* **Given exercise 1**:
Count the lines in the records that contain the string "surface", treating uppercase and lowercase as different. Give only the number.

* **Supplied text**:
As illustrated in FIG. 5, a shape of the through hole 351 in plan view is a rectangular shape whose longitudinal direction is along the X-axis. The through hole 351 is formed at a position closer to an end in the Y-axis than the center O3 of the protection portion 35 in plan view. Further, the through hole 351 overlaps the piezoelectric element 34 in plan view. One through hole 351 may overlap one piezoelectric element 34 or may overlap the plurality of piezoelectric elements 34 in plan view.
The plurality of through holes 351 are divided into a row corresponding to the first piezoelectric element row L1 and a row corresponding to the second piezoelectric element row L2 illustrated in FIG. 2. The plurality of through holes 351 belonging to the row corresponding to the first piezoelectric element row L1 are aligned with the Y-axis. As illustrated in FIG. 5, the plurality of through holes 351 positioned on a side of the +X-axis with respect to the wiring hole 301 in plan view are aligned with a row along the Y-axis. Similarly, the plurality of through holes 351 belonging to the row corresponding to the second piezoelectric element row L2 illustrated in FIG. 2 are aligned with the Y-axis. As illustrated in FIG. 5, the plurality of through holes 351 positioned on a side of the −X-axis with respect to the wiring hole 301 in plan view are aligned with a row along the Y-axis.

* **Given exercise 2**:
Continue the through-hole passage above, picking up right after its final sentence.

* **Material provided**:
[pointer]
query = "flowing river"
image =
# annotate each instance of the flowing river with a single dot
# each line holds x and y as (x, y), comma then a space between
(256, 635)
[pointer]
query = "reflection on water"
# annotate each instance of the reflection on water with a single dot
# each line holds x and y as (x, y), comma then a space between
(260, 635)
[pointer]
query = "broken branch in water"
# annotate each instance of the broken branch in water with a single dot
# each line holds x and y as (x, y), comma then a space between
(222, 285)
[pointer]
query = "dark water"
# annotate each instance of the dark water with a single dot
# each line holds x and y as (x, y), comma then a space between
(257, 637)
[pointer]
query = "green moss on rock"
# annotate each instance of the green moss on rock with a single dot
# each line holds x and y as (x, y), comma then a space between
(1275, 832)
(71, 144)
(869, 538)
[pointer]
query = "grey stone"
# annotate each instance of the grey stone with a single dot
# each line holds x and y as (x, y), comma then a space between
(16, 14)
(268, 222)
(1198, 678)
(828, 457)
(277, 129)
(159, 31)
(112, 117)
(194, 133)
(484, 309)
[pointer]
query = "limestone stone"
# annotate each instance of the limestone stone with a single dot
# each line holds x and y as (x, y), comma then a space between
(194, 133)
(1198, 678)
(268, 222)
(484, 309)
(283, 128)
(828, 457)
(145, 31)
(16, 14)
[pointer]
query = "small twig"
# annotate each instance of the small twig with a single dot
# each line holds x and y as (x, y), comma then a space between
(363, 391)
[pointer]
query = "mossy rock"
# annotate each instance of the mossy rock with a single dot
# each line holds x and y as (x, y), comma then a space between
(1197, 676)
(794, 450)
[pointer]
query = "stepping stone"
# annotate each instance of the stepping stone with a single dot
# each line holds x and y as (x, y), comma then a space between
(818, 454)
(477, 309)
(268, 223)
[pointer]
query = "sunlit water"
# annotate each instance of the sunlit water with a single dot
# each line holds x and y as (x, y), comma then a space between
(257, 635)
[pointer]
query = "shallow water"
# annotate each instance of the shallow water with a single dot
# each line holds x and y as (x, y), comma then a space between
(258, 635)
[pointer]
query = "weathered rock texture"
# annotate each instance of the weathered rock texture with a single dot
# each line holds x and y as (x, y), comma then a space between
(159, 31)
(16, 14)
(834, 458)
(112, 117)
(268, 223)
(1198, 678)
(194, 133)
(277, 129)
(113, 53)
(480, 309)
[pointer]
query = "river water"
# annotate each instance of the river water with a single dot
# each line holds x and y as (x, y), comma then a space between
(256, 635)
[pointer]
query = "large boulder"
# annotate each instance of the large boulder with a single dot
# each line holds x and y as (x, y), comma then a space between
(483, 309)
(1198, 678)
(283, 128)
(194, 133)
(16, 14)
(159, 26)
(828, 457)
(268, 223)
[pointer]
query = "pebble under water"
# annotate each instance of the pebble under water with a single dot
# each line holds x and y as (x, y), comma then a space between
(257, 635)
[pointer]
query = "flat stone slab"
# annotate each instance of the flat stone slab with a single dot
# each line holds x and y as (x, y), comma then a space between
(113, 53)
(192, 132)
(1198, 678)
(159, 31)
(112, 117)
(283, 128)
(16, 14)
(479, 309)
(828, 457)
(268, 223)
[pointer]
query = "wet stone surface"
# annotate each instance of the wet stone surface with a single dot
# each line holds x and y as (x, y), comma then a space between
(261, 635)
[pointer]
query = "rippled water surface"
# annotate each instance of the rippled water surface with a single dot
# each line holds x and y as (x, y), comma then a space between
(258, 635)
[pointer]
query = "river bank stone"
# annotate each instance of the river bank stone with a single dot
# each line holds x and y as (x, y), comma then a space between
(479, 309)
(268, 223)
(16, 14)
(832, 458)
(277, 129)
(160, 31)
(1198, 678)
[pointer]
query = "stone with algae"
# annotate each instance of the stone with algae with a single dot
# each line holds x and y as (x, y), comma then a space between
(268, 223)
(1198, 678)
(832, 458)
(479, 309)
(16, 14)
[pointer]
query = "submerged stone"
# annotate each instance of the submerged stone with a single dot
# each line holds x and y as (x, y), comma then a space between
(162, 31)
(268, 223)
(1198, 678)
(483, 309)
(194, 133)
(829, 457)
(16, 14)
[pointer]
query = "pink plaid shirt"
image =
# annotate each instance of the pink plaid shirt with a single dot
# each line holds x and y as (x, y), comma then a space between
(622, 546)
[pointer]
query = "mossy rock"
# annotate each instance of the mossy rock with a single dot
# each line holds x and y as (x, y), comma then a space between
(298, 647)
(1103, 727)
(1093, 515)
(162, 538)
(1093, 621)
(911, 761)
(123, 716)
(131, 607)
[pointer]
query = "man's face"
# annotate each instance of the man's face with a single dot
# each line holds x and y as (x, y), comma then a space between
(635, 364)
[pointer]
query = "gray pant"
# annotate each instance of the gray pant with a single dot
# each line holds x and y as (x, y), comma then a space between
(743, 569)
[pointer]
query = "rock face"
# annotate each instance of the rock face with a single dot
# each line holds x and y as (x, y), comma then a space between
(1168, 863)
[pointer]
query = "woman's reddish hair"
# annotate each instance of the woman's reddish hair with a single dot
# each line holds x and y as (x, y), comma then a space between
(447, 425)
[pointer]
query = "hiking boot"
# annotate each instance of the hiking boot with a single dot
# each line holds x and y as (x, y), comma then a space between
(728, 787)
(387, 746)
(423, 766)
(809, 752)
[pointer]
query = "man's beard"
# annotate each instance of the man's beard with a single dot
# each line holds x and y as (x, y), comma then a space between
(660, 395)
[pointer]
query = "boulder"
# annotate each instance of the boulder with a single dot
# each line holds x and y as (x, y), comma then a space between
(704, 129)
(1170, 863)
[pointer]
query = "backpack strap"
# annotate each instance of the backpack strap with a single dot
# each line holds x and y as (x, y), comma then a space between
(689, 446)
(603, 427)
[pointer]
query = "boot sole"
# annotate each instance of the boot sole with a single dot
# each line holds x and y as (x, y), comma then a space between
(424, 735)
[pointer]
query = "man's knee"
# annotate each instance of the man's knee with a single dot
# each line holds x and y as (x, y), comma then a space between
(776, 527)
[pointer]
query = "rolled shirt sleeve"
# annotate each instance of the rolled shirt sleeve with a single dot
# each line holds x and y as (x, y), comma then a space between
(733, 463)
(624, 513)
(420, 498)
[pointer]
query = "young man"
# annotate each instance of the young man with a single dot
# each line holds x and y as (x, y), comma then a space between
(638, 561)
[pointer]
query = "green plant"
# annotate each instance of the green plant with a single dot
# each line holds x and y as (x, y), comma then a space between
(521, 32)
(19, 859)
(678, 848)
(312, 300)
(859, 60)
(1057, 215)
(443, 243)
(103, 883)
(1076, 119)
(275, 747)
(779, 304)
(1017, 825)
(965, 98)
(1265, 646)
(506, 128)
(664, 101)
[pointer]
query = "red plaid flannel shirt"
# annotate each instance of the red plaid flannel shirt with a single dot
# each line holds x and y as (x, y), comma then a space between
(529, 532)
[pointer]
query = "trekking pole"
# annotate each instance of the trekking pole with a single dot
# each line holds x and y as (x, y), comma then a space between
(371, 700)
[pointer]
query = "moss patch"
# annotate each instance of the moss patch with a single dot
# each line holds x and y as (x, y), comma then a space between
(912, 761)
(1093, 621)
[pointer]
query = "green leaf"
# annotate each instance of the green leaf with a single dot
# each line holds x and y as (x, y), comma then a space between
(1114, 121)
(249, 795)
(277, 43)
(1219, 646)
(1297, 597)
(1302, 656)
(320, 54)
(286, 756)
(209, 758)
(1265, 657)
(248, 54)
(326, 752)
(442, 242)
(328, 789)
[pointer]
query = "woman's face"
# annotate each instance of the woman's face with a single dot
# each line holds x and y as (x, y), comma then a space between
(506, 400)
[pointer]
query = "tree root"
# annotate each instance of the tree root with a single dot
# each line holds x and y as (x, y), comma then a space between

* **Exercise response 1**:
4

* **Exercise response 2**:
As illustrated in FIGS. 5 and 6, a volume of the second through hole 351 b is smaller than a volume of the first through hole 351 a and larger than a volume of the third through hole 351 c. As illustrated in FIG. 5, a width W1 b of the second through hole 351 b is smaller than a width W1 a of the first through hole 351 a and larger than a width W1 c of the third through hole 351 c. The widths W1 a, W1 b, and W1 c are lengths along the Y-axis. As illustrated in FIG. 6, a length L1 b of the second through hole 351 b is shorter than a length L1 a of the first through hole 351 a and longer than a length L1 c of the third through hole 351 c. The lengths L1 a, L1 b, and L1 c are lengths along the X-axis.
As illustrated in FIG. 5, an interval Pa between the second through hole 351 b and the first through hole 351 a is larger than an interval Pc between the second through hole 351 b and the third through hole 351 c. The interval Pa is a separation distance between the second through hole 351 b and the first through hole 351 a. The interval Pc is a separation distance between the second through hole 351 b and the third through hole 351 c.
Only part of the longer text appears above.